PROBLEM REQUIREMENTS
Below are records to repeat exactly; copy them without the pictures.

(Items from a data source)
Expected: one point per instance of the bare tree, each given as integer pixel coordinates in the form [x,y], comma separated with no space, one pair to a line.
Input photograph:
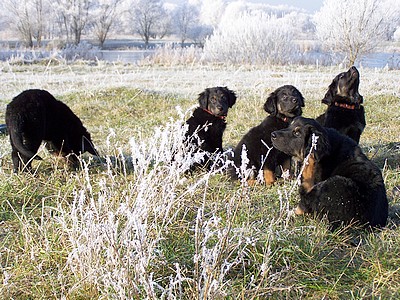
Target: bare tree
[186,18]
[147,17]
[105,15]
[74,15]
[354,27]
[28,18]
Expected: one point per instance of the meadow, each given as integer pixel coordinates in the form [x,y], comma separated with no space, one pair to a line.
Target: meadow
[135,226]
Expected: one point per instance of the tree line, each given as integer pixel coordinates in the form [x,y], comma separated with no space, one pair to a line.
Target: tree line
[236,31]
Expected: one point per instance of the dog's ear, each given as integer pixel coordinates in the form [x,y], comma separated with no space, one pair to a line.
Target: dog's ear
[203,98]
[358,99]
[317,138]
[270,106]
[330,94]
[231,96]
[301,100]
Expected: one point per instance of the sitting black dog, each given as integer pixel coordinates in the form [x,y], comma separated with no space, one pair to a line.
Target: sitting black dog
[283,105]
[338,180]
[345,112]
[207,124]
[35,116]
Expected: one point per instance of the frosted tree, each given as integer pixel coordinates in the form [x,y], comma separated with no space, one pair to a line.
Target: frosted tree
[211,12]
[105,15]
[355,27]
[74,16]
[251,36]
[28,18]
[148,19]
[186,18]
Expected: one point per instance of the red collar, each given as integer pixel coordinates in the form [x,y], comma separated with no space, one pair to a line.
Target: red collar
[220,117]
[285,119]
[345,105]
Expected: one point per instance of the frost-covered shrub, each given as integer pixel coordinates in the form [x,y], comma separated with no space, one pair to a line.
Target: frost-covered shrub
[396,34]
[82,51]
[252,38]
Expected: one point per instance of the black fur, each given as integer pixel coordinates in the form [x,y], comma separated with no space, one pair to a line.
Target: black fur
[208,120]
[346,185]
[345,112]
[35,116]
[283,105]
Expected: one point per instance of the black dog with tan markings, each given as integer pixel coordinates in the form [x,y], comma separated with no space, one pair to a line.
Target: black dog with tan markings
[207,124]
[345,111]
[35,116]
[283,105]
[338,180]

TASK SOLUTION
Expected: one point per instance of the bare tree, each given as integer pixel coordinates in the form [x,y], comma separated with no space, one pair to a line.
Input photograph:
Target: bare tree
[186,18]
[147,17]
[105,15]
[74,15]
[354,27]
[28,18]
Expected: one point per instance of the meadow, each given as integer pixel coordinates in the form [x,y], comma separated with no space, one pair to a line.
Target: meadow
[135,226]
Expected: one point per instance of the tree line, each given as integer pixel coordinates in the form [x,y], comma separated with no space, one pair to a line.
Target: tree line
[236,31]
Expected: one point per instance of the dog's ear, each given as integer pixel coordinates in the form [x,y], comma separated with no space, one pair to a line.
Target: dog's ear
[203,98]
[358,99]
[317,138]
[270,106]
[330,94]
[231,96]
[301,100]
Expected: one point per instance of the sitting black dog, each given as integer pixel coordinates in the form [x,y], comma separated with no space, one pair to a line.
Target: sitting black dog
[283,105]
[338,180]
[345,112]
[207,124]
[35,116]
Expected: one point per instance of the frosted tree, each given as integer pixel coordinates in the form [x,y], comma separated with no space, one pair to a line.
Target: frosted tree
[211,12]
[105,15]
[355,27]
[74,16]
[251,36]
[28,18]
[148,19]
[186,18]
Expected: one point per instance of the red collar, each given as integer pixel coordinates in the form [x,y], comma separated with no space, one pair to a line.
Target: red collar
[220,117]
[285,119]
[345,105]
Expected: one point per instance of the frost-covered shrub, each given as integer pixel coordinates in the form [x,y], comma separated with no space, one pair to a line.
Target: frost-covered shrub
[396,34]
[82,51]
[252,38]
Expected: one point per instance of the black fur, each given as integer pixel coordinates in the form [x,y], comma separated with no space, one pair to a line.
Target: black fur
[208,120]
[346,185]
[345,112]
[35,116]
[283,105]
Expected: one point per instance of the black dog with tan markings, each given as integer pixel coordinates in the form [x,y], comma separated with no space, one pair to a line.
Target: black dog with tan markings
[207,124]
[345,111]
[35,116]
[283,105]
[338,180]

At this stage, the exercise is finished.